*Source material*:
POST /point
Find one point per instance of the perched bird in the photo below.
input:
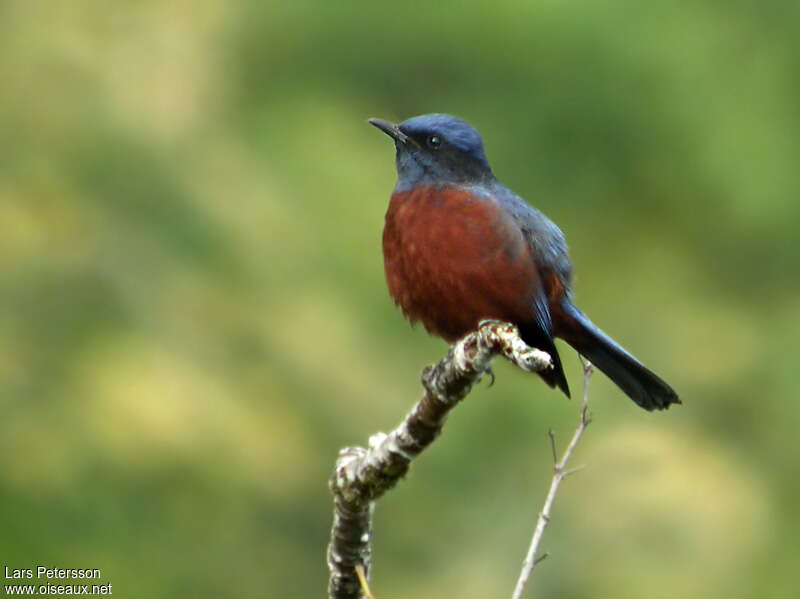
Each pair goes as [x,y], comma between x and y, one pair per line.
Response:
[459,247]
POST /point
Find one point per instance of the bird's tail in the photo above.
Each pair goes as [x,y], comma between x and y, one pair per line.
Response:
[640,384]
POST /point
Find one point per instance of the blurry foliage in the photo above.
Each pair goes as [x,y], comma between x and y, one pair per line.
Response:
[194,317]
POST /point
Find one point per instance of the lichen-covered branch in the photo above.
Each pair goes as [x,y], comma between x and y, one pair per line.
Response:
[560,472]
[362,475]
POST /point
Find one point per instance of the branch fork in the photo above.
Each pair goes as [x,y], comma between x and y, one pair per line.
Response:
[362,475]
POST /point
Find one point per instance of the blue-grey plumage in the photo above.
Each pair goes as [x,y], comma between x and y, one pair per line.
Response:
[460,247]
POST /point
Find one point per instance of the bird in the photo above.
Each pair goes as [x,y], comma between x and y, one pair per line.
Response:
[460,248]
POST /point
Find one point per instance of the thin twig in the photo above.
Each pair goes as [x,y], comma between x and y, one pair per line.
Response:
[362,580]
[559,474]
[362,475]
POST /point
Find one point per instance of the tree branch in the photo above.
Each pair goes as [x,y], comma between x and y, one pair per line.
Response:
[362,475]
[559,474]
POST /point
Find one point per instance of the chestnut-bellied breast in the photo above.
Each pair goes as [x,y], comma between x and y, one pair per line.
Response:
[459,247]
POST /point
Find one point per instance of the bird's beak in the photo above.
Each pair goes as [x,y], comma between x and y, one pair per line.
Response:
[391,130]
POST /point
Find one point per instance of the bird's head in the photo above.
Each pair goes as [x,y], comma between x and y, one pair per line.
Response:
[437,149]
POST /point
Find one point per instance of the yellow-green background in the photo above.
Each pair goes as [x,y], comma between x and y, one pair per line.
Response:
[193,317]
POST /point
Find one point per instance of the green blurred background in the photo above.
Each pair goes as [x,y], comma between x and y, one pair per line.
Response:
[193,316]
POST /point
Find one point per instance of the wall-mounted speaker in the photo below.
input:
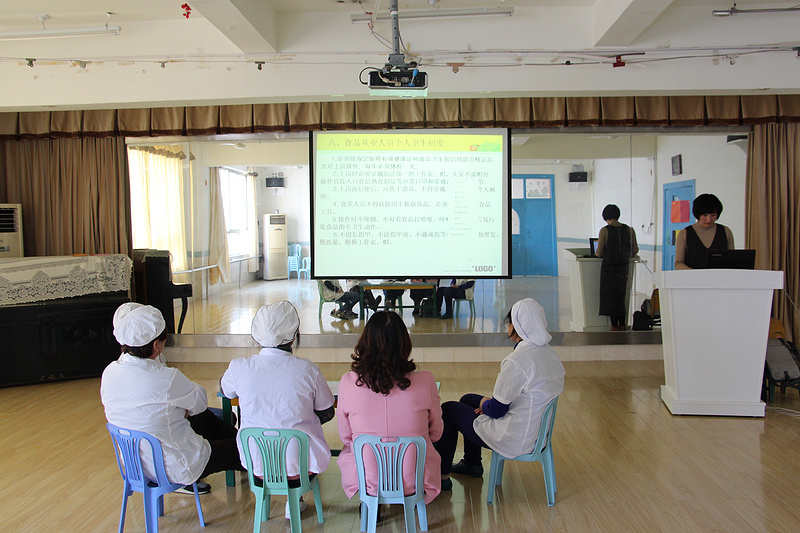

*What you should do*:
In the data above, tally the lines that contain the string "branch" and give that figure alone.

*Response*:
3